__PROBLEM DESCRIPTION__
Reproduce the passage of the Prometheus configuration article between "Prometheus Configuration: From" and "It was unsustainable.", inclusive.

Prometheus Configuration: From Localhost to Production

The Configuration Mistake That Cost Me Hours

When I first deployed Prometheus to production, I used the same configuration I had in development: static targets hardcoded in prometheus.yml. Everything worked fine—until we scaled to 5 API instances.

Suddenly, I had to manually update the config file every time we deployed or scaled. New instance? Edit the file, reload Prometheus. Instance goes down? Edit the file again. It was unsustainable.

That's when I discovered service discovery. One configuration change, and Prometheus automatically found all instances in Kubernetes. No more manual updates. No more stale targets.

This article will save you from making the same mistake.

(Source records)
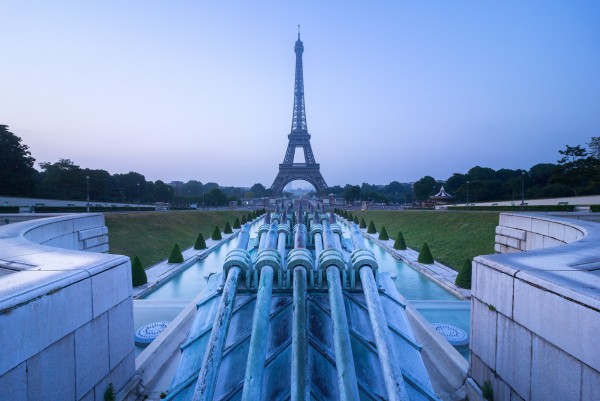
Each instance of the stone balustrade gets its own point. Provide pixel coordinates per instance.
(536, 314)
(66, 320)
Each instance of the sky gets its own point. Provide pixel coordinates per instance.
(394, 90)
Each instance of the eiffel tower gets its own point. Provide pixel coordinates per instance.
(298, 138)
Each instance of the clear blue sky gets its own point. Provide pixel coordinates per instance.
(395, 90)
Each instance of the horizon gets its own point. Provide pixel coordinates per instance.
(173, 92)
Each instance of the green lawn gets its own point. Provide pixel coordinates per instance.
(452, 236)
(151, 235)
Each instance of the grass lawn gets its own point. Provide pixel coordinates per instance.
(452, 236)
(151, 235)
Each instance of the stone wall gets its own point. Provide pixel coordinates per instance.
(66, 317)
(536, 315)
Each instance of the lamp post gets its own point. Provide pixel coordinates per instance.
(522, 190)
(87, 181)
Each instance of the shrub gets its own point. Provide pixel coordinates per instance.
(383, 234)
(200, 242)
(371, 229)
(487, 391)
(463, 279)
(138, 275)
(216, 234)
(109, 393)
(175, 256)
(425, 256)
(400, 243)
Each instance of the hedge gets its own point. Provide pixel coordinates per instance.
(463, 280)
(138, 275)
(176, 256)
(425, 256)
(400, 243)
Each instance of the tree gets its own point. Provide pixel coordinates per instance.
(216, 234)
(425, 256)
(371, 229)
(17, 175)
(463, 279)
(176, 256)
(383, 234)
(424, 187)
(200, 242)
(400, 243)
(138, 274)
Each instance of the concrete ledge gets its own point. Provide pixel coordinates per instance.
(536, 314)
(65, 315)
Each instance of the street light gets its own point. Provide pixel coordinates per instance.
(522, 190)
(467, 194)
(87, 181)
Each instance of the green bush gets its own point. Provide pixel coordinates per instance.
(176, 256)
(371, 229)
(200, 242)
(463, 279)
(383, 234)
(138, 274)
(109, 393)
(400, 243)
(425, 256)
(487, 391)
(216, 234)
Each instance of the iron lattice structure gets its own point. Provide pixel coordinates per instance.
(298, 138)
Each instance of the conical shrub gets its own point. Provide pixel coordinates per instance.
(383, 234)
(463, 279)
(425, 256)
(371, 229)
(216, 234)
(200, 242)
(176, 256)
(138, 274)
(400, 243)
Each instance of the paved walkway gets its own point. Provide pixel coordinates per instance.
(440, 273)
(163, 270)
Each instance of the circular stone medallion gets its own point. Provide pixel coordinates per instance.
(145, 334)
(454, 335)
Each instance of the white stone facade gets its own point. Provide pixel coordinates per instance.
(66, 317)
(536, 315)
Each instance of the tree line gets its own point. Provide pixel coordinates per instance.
(577, 172)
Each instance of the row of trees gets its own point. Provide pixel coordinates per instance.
(577, 172)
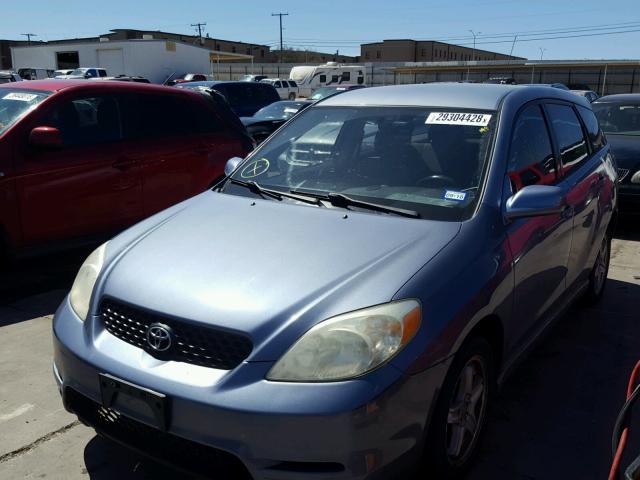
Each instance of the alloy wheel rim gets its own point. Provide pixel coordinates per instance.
(600, 273)
(466, 411)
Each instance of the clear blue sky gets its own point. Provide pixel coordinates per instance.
(329, 25)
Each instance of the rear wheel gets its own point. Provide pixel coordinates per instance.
(598, 276)
(461, 411)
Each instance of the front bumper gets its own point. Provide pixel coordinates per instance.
(360, 429)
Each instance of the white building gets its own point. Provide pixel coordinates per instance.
(149, 58)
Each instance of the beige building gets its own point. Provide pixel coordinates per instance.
(425, 51)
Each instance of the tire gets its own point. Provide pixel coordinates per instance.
(599, 272)
(458, 420)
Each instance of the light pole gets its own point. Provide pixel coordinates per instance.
(473, 55)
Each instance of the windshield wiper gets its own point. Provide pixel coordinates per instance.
(343, 201)
(253, 187)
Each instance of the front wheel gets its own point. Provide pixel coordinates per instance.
(461, 411)
(599, 272)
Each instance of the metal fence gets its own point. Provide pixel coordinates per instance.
(600, 77)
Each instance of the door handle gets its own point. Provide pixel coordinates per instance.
(123, 164)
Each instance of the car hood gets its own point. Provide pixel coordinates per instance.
(626, 150)
(267, 268)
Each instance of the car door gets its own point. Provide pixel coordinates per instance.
(85, 187)
(583, 179)
(540, 245)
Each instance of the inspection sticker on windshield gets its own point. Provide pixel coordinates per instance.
(22, 97)
(461, 118)
(455, 196)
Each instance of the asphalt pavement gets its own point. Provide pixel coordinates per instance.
(552, 420)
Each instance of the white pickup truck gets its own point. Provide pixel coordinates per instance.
(287, 89)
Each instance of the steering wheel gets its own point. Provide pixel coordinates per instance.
(438, 180)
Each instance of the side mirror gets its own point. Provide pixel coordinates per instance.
(231, 165)
(45, 138)
(535, 201)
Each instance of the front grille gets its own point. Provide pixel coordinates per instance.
(194, 344)
(179, 452)
(622, 173)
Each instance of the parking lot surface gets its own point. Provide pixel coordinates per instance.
(552, 420)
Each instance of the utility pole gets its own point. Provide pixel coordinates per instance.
(199, 27)
(473, 55)
(513, 46)
(281, 45)
(29, 35)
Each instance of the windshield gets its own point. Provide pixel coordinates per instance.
(279, 110)
(326, 92)
(422, 159)
(618, 118)
(16, 103)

__EXPECTED ANSWER__
Prometheus Configuration: From Localhost to Production

The Configuration Mistake That Cost Me Hours

When I first deployed Prometheus to production, I used the same configuration I had in development: static targets hardcoded in prometheus.yml. Everything worked fine—until we scaled to 5 API instances.

Suddenly, I had to manually update the config file every time we deployed or scaled. New instance? Edit the file, reload Prometheus. Instance goes down? Edit the file again. It was unsustainable.